Start DATASET

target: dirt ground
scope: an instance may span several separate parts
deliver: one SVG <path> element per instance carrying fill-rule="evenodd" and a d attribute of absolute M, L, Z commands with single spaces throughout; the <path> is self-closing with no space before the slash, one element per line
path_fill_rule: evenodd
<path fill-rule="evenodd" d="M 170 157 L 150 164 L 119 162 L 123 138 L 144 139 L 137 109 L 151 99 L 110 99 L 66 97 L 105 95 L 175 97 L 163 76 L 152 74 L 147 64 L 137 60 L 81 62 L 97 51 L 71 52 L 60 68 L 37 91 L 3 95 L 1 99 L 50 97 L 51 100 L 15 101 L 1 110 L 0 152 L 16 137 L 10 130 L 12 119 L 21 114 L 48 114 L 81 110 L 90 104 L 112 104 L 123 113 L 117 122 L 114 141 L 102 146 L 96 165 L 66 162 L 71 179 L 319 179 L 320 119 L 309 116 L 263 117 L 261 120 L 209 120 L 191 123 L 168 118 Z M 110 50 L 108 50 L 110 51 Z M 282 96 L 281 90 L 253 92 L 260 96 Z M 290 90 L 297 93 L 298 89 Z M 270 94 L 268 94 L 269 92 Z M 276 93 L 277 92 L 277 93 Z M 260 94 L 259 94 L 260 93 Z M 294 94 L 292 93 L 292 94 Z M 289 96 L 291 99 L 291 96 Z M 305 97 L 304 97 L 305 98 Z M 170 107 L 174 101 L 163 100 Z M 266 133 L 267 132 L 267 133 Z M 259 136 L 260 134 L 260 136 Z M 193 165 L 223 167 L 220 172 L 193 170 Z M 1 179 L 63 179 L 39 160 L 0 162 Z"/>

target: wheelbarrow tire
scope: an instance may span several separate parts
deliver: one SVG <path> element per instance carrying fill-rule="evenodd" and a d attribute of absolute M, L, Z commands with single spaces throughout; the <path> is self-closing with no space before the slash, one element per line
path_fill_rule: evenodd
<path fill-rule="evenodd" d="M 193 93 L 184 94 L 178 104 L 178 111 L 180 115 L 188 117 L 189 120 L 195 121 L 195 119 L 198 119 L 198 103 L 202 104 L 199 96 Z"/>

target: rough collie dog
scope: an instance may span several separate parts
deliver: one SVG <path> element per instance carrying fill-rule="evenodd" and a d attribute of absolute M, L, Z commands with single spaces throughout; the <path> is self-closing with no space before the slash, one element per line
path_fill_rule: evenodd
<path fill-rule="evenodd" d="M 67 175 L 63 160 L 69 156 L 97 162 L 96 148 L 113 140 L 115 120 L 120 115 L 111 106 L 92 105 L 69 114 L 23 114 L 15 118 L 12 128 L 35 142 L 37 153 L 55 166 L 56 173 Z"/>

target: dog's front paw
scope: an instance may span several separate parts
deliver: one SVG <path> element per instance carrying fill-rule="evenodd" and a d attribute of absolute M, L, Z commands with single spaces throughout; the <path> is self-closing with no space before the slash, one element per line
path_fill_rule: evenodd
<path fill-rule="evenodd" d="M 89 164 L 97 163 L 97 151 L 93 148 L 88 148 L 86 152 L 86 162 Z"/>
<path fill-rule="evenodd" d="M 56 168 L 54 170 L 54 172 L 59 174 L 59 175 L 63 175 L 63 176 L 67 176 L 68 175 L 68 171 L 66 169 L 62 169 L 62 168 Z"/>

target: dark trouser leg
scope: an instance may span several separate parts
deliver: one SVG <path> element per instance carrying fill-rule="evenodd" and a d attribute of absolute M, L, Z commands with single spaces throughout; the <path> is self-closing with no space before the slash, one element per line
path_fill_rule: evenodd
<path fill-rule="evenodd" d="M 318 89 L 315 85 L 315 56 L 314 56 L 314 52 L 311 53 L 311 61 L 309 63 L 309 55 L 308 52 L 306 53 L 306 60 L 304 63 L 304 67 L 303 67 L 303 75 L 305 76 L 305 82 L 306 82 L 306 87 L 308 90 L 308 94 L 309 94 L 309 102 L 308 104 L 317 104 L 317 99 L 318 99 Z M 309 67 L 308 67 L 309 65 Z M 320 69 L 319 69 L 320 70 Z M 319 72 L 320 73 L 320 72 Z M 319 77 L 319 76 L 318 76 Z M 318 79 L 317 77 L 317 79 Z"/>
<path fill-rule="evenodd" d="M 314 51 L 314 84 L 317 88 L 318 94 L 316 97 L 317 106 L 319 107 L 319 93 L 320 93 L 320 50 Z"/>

End DATASET

Can you render every line of the records above as a numbered list, omitting the blank lines?

1. target: dirt ground
2. scope: an instance may span several separate parts
3. deliver: one SVG <path> element per instance carrying fill-rule="evenodd" and a d attribute of absolute M, L, Z commands with single spaces throughout; the <path> is self-closing with no space before the slash, one element per line
4. path_fill_rule: evenodd
5. <path fill-rule="evenodd" d="M 170 157 L 150 164 L 119 162 L 123 138 L 144 139 L 137 109 L 151 99 L 110 99 L 66 97 L 105 95 L 175 97 L 163 76 L 152 74 L 147 64 L 137 60 L 81 62 L 97 51 L 71 52 L 60 68 L 37 91 L 3 95 L 1 99 L 50 97 L 51 100 L 15 101 L 1 110 L 0 152 L 16 137 L 10 130 L 12 119 L 21 114 L 48 114 L 81 110 L 90 104 L 112 104 L 123 113 L 117 122 L 114 141 L 102 146 L 96 165 L 66 162 L 71 179 L 319 179 L 320 119 L 309 116 L 263 117 L 261 120 L 209 120 L 191 123 L 168 118 Z M 110 50 L 108 50 L 110 51 Z M 282 96 L 281 90 L 253 92 L 260 96 Z M 290 90 L 297 93 L 298 89 Z M 270 94 L 268 94 L 269 92 Z M 276 93 L 277 92 L 277 93 Z M 260 94 L 259 94 L 260 93 Z M 294 94 L 292 93 L 292 94 Z M 289 96 L 291 99 L 291 96 Z M 305 97 L 304 97 L 305 98 Z M 170 107 L 174 101 L 163 100 Z M 266 133 L 267 132 L 267 133 Z M 259 136 L 260 134 L 260 136 Z M 193 165 L 223 167 L 220 172 L 193 170 Z M 1 179 L 63 179 L 39 160 L 0 162 Z"/>
6. target: wheelbarrow tire
7. scope: an instance may span several separate parts
8. deliver: one SVG <path> element per instance carrying fill-rule="evenodd" and a d attribute of absolute M, L, Z commands with single spaces throughout; the <path> is self-closing with no space before the slash, one element per line
9. path_fill_rule: evenodd
10. <path fill-rule="evenodd" d="M 193 93 L 184 94 L 178 104 L 178 111 L 180 115 L 188 117 L 189 120 L 195 121 L 195 119 L 198 119 L 198 103 L 202 104 L 199 96 Z"/>
11. target: rough collie dog
12. scope: an instance may span several separate parts
13. deliver: one SVG <path> element per instance carrying fill-rule="evenodd" and a d attribute of absolute M, L, Z commands with single spaces throughout; the <path> is self-closing with no space before the slash, one element per line
14. path_fill_rule: evenodd
15. <path fill-rule="evenodd" d="M 67 175 L 63 160 L 69 156 L 97 162 L 96 148 L 113 140 L 115 120 L 120 115 L 111 106 L 92 105 L 69 114 L 23 114 L 15 118 L 12 128 L 35 142 L 37 153 L 55 166 L 56 173 Z"/>
16. target: dog's front paw
17. scope: an instance may span several separate parts
18. deliver: one SVG <path> element per instance carrying fill-rule="evenodd" and a d attribute of absolute M, L, Z commands with single spaces throughout; the <path> is self-closing with no space before the slash, one element per line
19. path_fill_rule: evenodd
20. <path fill-rule="evenodd" d="M 89 164 L 97 163 L 97 151 L 93 148 L 88 148 L 86 152 L 86 162 Z"/>
21. <path fill-rule="evenodd" d="M 56 168 L 54 170 L 54 172 L 59 174 L 59 175 L 63 175 L 63 176 L 67 176 L 68 175 L 68 171 L 66 169 L 62 169 L 62 168 Z"/>
22. target: dark trouser leg
23. scope: an instance may span several separate parts
24. deliver: one SVG <path> element per instance carrying fill-rule="evenodd" and a d attribute of absolute M, L, Z commands with single spaces throughout; the <path> is self-closing with no space before the slash, one element per line
25. path_fill_rule: evenodd
26. <path fill-rule="evenodd" d="M 318 89 L 315 85 L 315 56 L 314 56 L 314 52 L 311 53 L 311 61 L 309 63 L 309 55 L 308 52 L 306 53 L 306 60 L 304 63 L 304 67 L 303 67 L 303 75 L 305 76 L 305 82 L 306 82 L 306 87 L 308 90 L 308 94 L 309 94 L 309 102 L 308 104 L 317 104 L 317 99 L 318 99 Z M 309 67 L 308 67 L 309 65 Z M 320 69 L 319 69 L 320 70 Z M 319 72 L 320 73 L 320 72 Z M 319 77 L 319 76 L 318 76 Z M 318 79 L 317 77 L 317 79 Z"/>
27. <path fill-rule="evenodd" d="M 314 51 L 314 84 L 317 88 L 318 94 L 316 97 L 317 106 L 319 107 L 319 93 L 320 93 L 320 50 Z"/>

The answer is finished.